§ **Task statement**:
Only certain lines below are wanted: those starting at the line containing "Target: large green shrub" and ending at the line containing "Target: tropical plant", both included, each retyped exactly.

§ **Data extracted from a collection**:
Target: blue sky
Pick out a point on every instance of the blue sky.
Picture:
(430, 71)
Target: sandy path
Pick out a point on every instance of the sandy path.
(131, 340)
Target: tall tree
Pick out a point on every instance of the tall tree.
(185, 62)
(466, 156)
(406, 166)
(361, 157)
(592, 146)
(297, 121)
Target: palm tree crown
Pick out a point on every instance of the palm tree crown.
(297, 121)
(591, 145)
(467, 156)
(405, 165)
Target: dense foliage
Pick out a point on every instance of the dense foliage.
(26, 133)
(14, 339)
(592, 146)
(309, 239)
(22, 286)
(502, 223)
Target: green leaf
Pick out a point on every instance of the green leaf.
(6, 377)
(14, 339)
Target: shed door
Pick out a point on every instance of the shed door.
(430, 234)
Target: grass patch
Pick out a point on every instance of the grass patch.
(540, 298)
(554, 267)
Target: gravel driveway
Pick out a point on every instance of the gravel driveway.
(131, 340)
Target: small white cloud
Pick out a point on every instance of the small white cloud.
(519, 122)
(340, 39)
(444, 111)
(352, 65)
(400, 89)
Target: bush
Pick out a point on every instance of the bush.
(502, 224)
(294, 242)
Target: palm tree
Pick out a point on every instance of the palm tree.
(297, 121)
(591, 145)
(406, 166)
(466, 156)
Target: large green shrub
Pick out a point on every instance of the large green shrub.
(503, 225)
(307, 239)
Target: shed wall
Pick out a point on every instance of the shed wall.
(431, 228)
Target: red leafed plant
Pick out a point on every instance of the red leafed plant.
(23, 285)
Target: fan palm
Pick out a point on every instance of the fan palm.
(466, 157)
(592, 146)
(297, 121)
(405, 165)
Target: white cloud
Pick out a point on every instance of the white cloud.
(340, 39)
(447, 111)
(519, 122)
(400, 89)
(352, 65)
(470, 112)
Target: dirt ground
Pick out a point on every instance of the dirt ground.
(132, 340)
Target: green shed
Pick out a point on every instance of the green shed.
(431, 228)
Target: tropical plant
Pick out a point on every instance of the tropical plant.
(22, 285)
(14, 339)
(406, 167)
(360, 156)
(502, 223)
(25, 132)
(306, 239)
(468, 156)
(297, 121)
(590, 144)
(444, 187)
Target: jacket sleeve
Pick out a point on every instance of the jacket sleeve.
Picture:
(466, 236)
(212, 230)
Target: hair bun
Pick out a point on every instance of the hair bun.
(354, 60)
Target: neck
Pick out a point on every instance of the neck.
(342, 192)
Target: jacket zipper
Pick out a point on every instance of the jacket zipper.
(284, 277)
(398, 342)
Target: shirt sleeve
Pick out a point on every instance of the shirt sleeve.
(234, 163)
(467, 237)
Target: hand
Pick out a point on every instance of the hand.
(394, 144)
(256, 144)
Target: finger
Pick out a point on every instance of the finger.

§ **Completed task**:
Target: large green shrub
Pick out a point on every instance of the large green shrub.
(503, 225)
(307, 239)
Target: shed wall
Pick out a point on every instance of the shed wall.
(431, 228)
Target: red leafed plant
Pick out a point on every instance of the red leafed plant.
(23, 285)
Target: fan palm
Pick out a point on every instance of the fan palm.
(466, 157)
(592, 146)
(297, 121)
(405, 165)
Target: white cloud
Pick out a point on every instance of the white cloud.
(340, 39)
(447, 111)
(519, 122)
(400, 89)
(352, 65)
(470, 112)
Target: dirt ground
Pick out a point on every instance of the dirt ground.
(132, 340)
Target: green shed
Pick out a point on every instance of the green shed.
(431, 228)
Target: tropical plant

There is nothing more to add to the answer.